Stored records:
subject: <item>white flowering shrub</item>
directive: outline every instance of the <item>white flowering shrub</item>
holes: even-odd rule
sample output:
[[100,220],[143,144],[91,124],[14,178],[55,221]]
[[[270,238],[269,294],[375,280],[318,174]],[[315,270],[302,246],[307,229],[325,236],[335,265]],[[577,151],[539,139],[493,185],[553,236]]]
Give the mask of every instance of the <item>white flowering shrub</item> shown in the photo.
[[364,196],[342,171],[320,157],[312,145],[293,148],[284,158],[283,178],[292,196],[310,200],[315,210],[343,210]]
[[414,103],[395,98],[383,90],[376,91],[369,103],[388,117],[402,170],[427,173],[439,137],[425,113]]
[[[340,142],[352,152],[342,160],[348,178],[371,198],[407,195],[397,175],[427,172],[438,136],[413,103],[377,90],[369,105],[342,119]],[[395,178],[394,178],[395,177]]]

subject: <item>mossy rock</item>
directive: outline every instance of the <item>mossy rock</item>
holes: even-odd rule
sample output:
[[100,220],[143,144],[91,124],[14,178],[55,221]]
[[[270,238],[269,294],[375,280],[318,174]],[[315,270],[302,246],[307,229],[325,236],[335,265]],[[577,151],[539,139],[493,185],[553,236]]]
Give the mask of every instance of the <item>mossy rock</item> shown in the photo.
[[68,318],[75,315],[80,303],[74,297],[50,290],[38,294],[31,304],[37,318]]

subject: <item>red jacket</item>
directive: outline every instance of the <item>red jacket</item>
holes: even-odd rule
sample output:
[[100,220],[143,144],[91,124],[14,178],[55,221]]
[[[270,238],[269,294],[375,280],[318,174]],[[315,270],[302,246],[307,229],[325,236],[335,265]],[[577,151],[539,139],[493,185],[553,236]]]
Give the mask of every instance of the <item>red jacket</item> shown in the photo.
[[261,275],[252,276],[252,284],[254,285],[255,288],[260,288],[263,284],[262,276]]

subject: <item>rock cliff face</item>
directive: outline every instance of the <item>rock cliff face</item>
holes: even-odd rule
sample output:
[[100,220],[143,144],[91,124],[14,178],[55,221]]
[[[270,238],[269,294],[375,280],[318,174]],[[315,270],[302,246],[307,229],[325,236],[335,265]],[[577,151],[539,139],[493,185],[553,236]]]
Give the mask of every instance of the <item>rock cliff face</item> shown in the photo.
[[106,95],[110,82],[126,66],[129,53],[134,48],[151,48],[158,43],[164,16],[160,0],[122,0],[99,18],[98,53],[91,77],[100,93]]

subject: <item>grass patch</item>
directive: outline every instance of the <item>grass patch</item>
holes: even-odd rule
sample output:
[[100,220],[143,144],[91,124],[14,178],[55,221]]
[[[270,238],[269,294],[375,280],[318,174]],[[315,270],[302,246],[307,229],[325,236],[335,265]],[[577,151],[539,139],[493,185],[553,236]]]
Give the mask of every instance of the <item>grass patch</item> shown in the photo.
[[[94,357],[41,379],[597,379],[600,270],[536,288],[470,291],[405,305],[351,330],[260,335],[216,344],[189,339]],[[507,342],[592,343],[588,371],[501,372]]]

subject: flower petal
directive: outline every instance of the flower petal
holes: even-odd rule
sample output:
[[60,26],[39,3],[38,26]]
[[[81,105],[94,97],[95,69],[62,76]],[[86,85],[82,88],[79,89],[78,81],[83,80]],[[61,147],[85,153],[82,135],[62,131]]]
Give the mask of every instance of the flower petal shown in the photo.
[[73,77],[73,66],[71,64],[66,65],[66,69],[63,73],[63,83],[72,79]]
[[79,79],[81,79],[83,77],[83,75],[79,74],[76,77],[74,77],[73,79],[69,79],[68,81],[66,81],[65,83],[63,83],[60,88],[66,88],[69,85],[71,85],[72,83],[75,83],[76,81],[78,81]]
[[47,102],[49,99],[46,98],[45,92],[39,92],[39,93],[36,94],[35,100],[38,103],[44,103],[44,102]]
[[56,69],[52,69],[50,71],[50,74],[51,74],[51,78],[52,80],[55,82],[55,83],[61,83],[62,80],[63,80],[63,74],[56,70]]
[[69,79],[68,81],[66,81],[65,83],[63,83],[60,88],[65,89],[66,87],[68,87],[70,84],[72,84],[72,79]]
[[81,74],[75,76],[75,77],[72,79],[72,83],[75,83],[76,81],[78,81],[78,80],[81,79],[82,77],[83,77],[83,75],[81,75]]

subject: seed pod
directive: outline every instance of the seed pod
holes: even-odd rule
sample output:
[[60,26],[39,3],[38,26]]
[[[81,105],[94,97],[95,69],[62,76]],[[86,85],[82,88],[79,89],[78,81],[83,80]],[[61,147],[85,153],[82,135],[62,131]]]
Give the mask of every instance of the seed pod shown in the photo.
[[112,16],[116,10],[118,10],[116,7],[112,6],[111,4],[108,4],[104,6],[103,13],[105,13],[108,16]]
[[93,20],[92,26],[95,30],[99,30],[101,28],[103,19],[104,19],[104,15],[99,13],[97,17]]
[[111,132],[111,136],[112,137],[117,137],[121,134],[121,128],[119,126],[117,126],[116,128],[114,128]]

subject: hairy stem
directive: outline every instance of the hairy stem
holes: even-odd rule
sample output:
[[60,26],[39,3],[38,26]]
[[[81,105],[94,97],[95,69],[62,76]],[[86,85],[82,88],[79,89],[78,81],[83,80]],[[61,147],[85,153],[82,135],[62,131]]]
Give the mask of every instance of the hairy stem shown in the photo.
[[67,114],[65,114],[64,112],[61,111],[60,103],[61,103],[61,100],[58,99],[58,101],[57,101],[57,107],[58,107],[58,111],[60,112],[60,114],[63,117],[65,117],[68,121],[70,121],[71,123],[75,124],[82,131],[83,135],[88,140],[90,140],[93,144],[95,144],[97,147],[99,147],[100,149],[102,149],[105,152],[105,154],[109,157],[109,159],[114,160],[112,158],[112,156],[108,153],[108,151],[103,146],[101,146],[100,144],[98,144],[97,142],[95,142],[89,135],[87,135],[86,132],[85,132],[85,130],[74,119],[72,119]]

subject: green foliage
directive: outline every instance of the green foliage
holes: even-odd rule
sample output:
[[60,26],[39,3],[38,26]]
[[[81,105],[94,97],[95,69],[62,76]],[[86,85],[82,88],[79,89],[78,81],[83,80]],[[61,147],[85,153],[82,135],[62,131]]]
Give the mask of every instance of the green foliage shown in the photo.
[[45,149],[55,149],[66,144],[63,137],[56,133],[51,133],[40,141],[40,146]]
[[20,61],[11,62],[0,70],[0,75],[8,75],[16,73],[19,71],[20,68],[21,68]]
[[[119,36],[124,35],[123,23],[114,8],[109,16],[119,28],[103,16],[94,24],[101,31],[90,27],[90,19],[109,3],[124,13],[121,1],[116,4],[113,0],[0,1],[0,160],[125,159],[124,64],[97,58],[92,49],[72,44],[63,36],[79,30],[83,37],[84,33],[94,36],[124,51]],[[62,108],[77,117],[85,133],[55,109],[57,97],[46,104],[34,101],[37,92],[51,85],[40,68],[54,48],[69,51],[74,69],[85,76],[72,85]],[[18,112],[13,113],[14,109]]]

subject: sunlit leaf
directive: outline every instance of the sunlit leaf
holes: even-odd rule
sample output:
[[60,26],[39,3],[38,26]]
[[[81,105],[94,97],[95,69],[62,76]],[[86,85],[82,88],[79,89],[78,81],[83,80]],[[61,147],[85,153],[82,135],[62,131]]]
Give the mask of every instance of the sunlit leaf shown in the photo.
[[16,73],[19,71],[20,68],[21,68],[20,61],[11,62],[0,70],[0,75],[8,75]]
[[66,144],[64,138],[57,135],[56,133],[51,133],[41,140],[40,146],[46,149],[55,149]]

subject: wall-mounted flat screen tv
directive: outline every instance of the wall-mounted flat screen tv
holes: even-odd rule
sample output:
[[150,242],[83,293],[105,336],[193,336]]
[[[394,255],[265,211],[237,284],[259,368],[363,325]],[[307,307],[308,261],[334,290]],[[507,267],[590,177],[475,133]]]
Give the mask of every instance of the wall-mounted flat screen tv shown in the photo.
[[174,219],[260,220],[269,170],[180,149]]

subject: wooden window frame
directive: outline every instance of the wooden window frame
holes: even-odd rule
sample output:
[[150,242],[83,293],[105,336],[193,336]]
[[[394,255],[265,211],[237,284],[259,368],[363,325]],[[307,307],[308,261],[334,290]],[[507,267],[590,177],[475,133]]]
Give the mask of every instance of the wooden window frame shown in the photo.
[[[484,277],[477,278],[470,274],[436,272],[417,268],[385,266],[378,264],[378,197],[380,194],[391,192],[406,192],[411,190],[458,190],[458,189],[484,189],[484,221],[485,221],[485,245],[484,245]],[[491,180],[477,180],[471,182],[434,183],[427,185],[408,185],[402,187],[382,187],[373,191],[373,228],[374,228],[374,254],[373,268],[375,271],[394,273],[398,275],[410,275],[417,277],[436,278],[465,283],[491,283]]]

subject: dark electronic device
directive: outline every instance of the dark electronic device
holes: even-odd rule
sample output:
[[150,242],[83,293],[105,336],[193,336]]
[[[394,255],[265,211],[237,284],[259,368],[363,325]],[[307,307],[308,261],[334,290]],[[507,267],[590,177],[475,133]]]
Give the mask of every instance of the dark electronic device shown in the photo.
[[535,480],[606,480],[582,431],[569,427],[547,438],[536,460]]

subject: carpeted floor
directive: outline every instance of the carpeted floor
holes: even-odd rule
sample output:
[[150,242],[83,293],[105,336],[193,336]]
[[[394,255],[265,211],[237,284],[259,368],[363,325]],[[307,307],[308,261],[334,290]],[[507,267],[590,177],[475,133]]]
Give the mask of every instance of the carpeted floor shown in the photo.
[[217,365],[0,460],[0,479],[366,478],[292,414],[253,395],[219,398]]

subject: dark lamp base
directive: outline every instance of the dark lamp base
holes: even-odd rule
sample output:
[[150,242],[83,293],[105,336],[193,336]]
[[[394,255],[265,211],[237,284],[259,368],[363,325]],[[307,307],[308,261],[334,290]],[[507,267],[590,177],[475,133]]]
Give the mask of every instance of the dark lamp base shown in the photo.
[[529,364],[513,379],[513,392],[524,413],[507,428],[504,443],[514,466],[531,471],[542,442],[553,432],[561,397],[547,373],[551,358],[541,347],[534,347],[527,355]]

=== Activity ===
From the data above, reproduce word for word the lines running from the line with "directive: outline every instance of the <item>red" to the line with "subject: <item>rock cliff face</item>", ends included.

=== The answer ===
directive: outline every instance of the <item>red jacket</item>
holes: even-odd rule
sample output:
[[100,220],[143,144],[91,124],[14,178],[55,221]]
[[[270,238],[269,294],[375,280],[318,174]],[[315,270],[302,246],[307,229],[325,236],[335,265]],[[577,151],[539,139],[493,185],[553,236]]]
Give the mask of every instance of the <item>red jacket</item> shown in the photo.
[[261,275],[252,276],[252,284],[254,285],[255,288],[260,288],[263,284],[262,276]]

subject: <item>rock cliff face</item>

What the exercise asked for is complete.